Quem é esse Deus em quem acreditamos? Qual é a sua essência? Como é que
o podemos definir? A liturgia deste dia diz-nos que “Deus é amor”. Convida-nos
a contemplar a bondade, a ternura e a misericórdia de Deus, a deixarmo-nos
envolver por essa dinâmica de amor, a viver “no amor” a nossa relação com Deus
e com os irmãos.
Celebrar a solenidade do Sacratíssimo Coração de Jesus é tributar ao
Senhor um culto de adoração que manifeste, com especiais homenagens e ternas
práticas de reparação, toda a nossa gratidão pelo mistério de amor que Ele, por
meio de sua amantíssima Redenção, dignou-se manifestar-nos. É, pois, com um
coração de carne, unido hipostaticamente à sua divina pessoa, que o Verbo
humanado simboliza, numa imagem natural e expressiva, a caridade transbordante
que Deus tem para conosco. Ao Filho eterno do Pai, com efeito, não bastou amar
a humanidade com um amor unicamente espiritual; amando-nos mais do que
poderíamos imaginar, o Redentor do gênero humano, ao fazer-se semelhante a nós
segundo a carne, amou-nos com um amor também sensível e afetivo, como convinha
a uma natureza humana íntegra e perfeitíssima, cujos sentimentos não poderiam
jamais se contrapor à infinita caridade que a Divindade tem por nós.

* **TAREFAS E EXERCÍCIOS**:
**A.** Diga se cada afirmação concorda com o trecho sobre o Coração de Jesus. Responda sim ou não e cite literalmente as palavras do trecho que decidem cada caso. (i) A liturgia do dia afirma que Deus é amor. (ii) Ao Filho eterno bastou amar a humanidade com um amor apenas espiritual. (iii) O coração de carne está unido hipostaticamente à divina pessoa do Verbo.
**B.** Traduza para inglês esta frase do trecho sobre o Coração de Jesus: "Convida-nos a contemplar a bondade, a ternura e a misericórdia de Deus, a deixarmo-nos envolver por essa dinâmica de amor, a viver “no amor” a nossa relação com Deus e com os irmãos."
**C.** Transcreva do trecho sobre o Coração de Jesus a parte que começa nas palavras "Celebrar a solenidade" e termina depois de "tem por nós.".

* **LINHAS FORNECIDAS**:
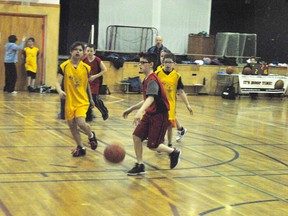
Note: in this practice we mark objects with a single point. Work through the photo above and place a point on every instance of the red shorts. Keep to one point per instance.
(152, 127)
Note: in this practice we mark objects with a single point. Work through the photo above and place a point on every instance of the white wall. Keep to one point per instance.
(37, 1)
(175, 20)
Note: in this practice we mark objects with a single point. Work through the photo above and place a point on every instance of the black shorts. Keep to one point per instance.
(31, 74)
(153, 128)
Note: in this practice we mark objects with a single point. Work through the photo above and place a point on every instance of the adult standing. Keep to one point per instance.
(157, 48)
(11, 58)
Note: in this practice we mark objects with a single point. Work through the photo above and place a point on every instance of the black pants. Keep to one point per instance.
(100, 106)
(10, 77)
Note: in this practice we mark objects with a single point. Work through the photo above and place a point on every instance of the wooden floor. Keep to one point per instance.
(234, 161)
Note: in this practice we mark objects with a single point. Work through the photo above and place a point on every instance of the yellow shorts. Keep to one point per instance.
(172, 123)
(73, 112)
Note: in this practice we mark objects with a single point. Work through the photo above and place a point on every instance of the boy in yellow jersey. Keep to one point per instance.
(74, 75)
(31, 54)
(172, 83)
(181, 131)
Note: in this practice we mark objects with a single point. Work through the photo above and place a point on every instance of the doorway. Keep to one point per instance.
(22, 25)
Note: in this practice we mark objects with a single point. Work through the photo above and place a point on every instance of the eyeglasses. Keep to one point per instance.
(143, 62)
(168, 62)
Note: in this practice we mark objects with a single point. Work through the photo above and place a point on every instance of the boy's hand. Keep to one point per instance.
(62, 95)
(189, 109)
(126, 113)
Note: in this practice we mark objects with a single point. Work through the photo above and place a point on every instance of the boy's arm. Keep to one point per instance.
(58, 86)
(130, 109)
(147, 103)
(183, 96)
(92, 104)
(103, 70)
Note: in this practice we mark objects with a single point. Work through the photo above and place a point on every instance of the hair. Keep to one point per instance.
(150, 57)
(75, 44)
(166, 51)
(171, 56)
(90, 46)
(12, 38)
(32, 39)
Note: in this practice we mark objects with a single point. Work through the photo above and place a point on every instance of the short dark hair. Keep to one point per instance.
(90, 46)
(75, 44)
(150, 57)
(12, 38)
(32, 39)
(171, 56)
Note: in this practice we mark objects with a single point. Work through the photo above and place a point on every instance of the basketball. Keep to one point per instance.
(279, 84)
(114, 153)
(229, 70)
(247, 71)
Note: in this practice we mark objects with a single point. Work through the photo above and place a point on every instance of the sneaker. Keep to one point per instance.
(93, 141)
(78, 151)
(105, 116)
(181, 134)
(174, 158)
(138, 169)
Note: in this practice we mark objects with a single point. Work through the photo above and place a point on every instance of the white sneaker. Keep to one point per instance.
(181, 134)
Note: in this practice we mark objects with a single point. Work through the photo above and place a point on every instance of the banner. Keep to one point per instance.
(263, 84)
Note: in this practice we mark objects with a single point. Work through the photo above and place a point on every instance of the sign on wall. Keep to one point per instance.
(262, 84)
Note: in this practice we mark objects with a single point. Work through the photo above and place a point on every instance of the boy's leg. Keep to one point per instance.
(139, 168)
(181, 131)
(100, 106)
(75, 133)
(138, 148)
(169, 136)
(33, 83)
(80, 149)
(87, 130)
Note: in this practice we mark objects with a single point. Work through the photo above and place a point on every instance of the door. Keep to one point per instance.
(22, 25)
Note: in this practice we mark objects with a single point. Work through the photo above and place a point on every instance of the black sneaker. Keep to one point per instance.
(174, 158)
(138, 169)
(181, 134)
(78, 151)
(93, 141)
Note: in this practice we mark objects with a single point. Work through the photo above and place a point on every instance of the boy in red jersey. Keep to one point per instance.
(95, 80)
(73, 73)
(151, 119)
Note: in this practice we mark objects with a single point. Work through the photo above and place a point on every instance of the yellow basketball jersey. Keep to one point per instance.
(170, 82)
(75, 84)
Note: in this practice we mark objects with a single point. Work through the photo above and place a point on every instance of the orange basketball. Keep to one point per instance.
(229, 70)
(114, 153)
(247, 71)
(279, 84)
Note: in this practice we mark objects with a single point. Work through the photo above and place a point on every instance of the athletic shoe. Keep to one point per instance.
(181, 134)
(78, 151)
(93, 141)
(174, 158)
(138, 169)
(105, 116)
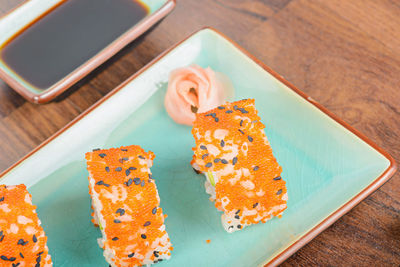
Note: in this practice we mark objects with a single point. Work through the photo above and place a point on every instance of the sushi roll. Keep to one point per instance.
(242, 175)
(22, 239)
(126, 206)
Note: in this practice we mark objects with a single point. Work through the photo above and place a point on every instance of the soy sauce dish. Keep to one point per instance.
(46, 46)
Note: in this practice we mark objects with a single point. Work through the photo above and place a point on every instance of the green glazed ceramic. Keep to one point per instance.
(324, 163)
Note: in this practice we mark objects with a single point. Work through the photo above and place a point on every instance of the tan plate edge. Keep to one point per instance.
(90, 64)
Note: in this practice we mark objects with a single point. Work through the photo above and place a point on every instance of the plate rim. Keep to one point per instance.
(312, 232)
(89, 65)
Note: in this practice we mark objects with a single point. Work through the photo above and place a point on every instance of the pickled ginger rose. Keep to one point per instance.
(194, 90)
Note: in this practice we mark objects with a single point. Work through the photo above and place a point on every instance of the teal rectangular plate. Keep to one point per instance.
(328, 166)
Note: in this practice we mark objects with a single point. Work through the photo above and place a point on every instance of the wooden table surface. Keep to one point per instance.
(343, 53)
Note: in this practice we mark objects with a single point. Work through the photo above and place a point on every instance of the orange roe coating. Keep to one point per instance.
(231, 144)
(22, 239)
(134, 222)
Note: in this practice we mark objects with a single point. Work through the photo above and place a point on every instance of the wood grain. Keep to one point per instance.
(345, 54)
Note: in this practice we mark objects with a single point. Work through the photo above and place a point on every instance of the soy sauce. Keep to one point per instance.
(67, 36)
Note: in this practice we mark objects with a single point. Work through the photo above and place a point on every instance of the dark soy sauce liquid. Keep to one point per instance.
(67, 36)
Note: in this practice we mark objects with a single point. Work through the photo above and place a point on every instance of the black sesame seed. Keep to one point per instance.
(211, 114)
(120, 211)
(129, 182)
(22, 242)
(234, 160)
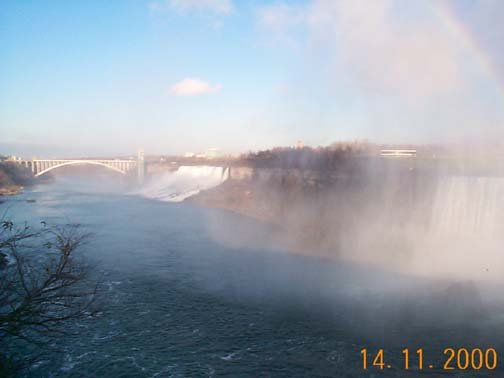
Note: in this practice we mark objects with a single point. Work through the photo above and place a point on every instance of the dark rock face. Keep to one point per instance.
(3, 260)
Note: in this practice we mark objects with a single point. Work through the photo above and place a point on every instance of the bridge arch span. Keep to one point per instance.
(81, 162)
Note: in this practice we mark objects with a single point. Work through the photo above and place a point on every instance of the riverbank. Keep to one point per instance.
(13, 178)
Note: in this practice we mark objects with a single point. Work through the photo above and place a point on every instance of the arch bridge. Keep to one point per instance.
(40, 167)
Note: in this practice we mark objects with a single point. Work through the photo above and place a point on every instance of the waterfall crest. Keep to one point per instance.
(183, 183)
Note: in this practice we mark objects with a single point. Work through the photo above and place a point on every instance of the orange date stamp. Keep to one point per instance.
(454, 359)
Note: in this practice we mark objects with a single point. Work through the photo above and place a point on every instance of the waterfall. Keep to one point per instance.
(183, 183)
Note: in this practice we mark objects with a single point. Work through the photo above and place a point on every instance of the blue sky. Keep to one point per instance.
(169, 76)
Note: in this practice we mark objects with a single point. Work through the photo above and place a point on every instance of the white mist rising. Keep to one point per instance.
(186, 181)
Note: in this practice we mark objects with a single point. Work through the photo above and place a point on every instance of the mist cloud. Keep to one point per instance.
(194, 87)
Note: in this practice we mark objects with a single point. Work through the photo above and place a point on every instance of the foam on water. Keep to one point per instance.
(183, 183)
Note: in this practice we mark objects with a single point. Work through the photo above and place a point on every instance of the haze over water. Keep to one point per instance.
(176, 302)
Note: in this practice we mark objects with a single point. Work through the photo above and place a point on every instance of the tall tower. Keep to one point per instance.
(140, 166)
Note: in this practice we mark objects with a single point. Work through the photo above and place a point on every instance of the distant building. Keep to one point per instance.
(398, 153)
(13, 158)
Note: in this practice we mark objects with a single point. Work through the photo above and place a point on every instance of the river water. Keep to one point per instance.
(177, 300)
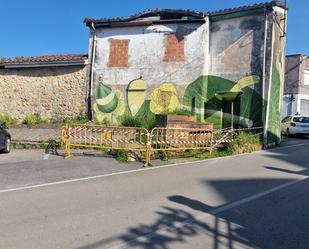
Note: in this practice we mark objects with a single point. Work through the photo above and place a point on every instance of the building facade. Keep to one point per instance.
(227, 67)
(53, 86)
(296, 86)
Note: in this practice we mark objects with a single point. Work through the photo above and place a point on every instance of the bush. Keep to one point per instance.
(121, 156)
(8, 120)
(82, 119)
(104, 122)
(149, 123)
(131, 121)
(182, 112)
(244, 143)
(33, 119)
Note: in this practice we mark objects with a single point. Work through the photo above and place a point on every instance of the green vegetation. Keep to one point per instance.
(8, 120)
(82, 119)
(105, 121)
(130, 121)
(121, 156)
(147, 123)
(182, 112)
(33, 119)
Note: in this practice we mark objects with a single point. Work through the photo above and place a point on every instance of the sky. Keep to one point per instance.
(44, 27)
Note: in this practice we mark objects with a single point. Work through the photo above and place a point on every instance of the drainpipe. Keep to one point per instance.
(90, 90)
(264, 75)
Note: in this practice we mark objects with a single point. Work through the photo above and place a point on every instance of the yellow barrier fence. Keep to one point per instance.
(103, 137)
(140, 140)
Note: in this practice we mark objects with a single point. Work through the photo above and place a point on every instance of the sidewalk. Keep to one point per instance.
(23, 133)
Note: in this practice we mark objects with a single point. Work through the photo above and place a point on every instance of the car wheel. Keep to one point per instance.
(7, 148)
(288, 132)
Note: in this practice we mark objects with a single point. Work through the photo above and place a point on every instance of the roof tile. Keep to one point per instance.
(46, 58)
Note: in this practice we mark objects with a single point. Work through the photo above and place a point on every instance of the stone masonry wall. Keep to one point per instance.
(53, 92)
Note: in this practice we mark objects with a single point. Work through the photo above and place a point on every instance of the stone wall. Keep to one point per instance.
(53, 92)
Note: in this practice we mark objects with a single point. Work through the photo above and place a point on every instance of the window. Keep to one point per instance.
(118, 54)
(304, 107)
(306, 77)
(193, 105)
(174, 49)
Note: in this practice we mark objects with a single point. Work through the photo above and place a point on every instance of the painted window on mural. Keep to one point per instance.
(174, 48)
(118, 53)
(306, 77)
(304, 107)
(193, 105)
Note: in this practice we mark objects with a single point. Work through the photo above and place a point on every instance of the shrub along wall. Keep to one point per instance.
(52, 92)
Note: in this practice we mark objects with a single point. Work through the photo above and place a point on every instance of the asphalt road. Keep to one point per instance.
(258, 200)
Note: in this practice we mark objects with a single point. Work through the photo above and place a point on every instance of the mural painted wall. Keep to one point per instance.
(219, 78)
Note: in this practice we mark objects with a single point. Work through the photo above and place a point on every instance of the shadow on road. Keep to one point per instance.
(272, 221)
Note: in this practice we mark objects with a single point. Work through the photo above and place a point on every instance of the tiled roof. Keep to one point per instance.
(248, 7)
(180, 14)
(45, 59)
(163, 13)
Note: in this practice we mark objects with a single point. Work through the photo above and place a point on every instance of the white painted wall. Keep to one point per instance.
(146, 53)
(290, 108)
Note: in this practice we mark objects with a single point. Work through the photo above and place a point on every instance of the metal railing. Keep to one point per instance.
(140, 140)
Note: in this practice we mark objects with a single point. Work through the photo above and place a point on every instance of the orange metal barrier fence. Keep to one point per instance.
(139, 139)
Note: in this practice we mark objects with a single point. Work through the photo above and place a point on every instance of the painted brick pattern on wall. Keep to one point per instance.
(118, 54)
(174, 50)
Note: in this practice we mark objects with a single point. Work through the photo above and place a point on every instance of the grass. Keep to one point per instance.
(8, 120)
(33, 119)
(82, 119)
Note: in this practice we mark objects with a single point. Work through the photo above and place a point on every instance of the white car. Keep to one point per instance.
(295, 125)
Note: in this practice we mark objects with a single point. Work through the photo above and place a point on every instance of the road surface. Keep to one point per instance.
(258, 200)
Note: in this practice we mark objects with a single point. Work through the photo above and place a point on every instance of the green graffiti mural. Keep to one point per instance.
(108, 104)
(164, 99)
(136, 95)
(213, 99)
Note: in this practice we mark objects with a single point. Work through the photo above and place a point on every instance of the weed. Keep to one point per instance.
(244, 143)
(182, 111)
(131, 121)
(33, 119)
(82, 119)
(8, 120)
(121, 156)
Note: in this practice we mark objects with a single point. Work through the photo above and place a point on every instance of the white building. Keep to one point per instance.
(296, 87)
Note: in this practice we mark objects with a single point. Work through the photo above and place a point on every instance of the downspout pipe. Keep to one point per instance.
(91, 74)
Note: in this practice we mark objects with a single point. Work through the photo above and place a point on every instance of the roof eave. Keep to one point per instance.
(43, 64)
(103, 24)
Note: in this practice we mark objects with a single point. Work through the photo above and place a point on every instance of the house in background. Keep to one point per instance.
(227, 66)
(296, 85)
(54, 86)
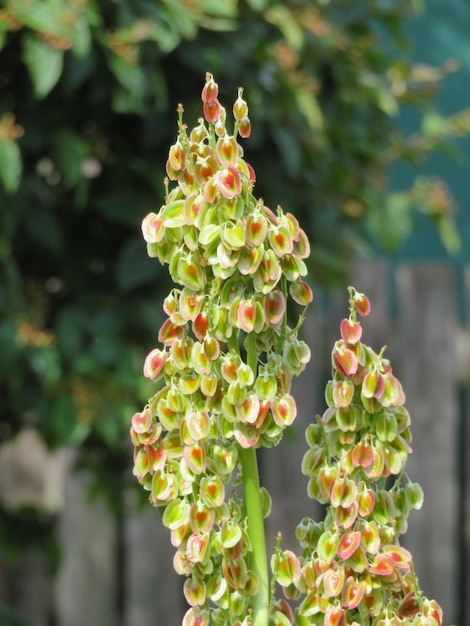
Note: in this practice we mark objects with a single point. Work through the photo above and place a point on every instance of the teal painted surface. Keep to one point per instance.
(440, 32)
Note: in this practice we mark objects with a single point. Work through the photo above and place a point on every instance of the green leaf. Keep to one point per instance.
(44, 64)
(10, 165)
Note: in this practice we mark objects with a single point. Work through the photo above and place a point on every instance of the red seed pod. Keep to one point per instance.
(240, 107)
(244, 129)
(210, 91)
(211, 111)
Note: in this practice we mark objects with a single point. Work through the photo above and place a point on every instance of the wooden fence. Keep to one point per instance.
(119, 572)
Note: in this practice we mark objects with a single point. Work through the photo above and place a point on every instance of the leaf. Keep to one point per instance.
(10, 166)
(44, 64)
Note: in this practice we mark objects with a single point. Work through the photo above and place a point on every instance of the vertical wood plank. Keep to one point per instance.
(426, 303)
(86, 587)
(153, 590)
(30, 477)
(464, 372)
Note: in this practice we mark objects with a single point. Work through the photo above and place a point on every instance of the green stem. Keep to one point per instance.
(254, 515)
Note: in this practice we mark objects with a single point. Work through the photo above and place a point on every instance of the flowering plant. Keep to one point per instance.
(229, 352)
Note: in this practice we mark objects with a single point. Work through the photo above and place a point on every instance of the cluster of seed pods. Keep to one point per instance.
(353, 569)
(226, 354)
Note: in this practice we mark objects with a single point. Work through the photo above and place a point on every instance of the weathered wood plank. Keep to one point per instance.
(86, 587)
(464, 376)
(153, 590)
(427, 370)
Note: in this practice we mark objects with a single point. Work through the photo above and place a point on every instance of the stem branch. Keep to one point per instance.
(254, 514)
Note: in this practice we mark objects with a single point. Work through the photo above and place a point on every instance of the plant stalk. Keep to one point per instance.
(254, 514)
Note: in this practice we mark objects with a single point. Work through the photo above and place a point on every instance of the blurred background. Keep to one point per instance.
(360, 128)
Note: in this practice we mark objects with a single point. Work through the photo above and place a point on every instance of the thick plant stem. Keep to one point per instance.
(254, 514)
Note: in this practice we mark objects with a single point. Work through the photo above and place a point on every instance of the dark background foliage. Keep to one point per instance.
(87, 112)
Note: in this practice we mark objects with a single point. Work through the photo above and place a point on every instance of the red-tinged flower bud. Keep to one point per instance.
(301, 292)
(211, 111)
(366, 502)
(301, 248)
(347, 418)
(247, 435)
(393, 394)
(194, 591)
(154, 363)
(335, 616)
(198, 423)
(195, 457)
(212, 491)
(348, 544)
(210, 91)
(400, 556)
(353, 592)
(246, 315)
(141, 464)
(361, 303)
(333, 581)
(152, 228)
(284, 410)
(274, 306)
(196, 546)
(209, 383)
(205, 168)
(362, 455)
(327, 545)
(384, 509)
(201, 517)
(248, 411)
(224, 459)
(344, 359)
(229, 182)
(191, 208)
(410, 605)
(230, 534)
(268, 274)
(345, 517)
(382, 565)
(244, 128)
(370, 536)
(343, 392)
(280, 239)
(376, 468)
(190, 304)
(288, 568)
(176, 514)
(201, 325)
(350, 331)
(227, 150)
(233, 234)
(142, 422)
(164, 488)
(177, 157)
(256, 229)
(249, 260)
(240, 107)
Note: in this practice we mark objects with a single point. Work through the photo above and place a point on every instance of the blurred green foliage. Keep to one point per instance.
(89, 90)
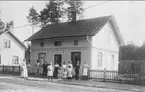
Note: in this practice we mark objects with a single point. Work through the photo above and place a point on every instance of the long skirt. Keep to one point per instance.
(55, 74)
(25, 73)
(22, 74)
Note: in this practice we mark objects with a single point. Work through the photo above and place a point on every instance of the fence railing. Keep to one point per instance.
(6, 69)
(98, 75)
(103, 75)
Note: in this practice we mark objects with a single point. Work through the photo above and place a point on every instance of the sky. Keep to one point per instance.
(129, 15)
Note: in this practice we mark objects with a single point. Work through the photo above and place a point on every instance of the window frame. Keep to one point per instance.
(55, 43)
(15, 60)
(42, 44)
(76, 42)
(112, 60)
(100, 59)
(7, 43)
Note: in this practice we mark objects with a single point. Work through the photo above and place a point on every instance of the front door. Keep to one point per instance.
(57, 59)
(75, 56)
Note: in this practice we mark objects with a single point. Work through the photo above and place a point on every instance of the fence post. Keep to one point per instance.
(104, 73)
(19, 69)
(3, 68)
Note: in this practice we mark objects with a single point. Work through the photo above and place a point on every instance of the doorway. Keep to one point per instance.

* **RESPOSTAS POR ORDEM**:
**A.**
(i) Sim: "A liturgia deste dia diz-nos que “Deus é amor”."
(ii) Não: "não bastou amar a humanidade com um amor unicamente espiritual"
(iii) Sim: "coração de carne, unido hipostaticamente à sua divina pessoa"

**B.** It invites us to contemplate the goodness, tenderness and mercy of God, to let ourselves be embraced by this dynamic of love, and to live our relationship with God and with our brothers “in love.”

**C.**
Celebrar a solenidade do Sacratíssimo Coração de Jesus é tributar ao
Senhor um culto de adoração que manifeste, com especiais homenagens e ternas
práticas de reparação, toda a nossa gratidão pelo mistério de amor que Ele, por
meio de sua amantíssima Redenção, dignou-se manifestar-nos. É, pois, com um
coração de carne, unido hipostaticamente à sua divina pessoa, que o Verbo
humanado simboliza, numa imagem natural e expressiva, a caridade transbordante
que Deus tem para conosco. Ao Filho eterno do Pai, com efeito, não bastou amar
a humanidade com um amor unicamente espiritual; amando-nos mais do que
poderíamos imaginar, o Redentor do gênero humano, ao fazer-se semelhante a nós
segundo a carne, amou-nos com um amor também sensível e afetivo, como convinha
a uma natureza humana íntegra e perfeitíssima, cujos sentimentos não poderiam
jamais se contrapor à infinita caridade que a Divindade tem por nós.